Brief:
From the records below, transcribe exactly the lines that begin at the line with "x=152, y=253" and end at the line with "x=265, y=31", both included.
----------
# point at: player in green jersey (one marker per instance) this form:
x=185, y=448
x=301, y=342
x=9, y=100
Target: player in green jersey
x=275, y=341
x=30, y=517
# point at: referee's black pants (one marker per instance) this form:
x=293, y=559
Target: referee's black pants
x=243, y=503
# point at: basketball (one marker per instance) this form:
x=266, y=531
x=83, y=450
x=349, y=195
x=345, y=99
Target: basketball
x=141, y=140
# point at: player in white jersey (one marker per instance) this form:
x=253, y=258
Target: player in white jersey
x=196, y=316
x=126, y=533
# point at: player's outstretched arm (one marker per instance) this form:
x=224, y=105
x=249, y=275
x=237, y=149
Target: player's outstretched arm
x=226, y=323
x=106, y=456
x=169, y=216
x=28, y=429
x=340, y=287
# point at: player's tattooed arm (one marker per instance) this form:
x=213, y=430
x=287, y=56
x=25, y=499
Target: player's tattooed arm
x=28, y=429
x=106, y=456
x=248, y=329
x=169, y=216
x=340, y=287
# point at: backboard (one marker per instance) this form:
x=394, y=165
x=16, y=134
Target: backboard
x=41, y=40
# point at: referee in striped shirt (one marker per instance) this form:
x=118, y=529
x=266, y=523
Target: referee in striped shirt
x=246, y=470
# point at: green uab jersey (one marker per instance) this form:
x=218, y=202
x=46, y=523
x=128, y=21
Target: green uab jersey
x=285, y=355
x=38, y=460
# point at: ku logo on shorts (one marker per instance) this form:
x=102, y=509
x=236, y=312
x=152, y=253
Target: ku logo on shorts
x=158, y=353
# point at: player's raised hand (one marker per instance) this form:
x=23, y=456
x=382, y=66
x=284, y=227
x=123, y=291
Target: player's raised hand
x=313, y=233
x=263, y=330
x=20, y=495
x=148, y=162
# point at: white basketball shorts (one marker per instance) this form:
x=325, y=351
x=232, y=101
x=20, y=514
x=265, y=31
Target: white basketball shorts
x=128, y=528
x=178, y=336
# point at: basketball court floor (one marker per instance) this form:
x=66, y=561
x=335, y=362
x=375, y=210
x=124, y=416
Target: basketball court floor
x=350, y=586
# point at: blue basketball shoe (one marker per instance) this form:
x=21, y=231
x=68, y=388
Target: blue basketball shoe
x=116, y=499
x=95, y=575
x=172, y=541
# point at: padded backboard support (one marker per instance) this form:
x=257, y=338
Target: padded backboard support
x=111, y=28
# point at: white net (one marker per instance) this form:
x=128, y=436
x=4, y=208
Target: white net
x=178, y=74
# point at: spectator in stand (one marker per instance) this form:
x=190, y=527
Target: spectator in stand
----------
Final answer:
x=152, y=253
Target: ku logo on shorts
x=158, y=353
# point at: player's raised hand (one marker per instance) this form:
x=23, y=456
x=382, y=66
x=284, y=227
x=123, y=291
Target: player's raised hand
x=313, y=233
x=263, y=330
x=20, y=495
x=148, y=162
# point at: white basketball shorts (one marker per instance) this form:
x=325, y=351
x=232, y=101
x=20, y=514
x=265, y=31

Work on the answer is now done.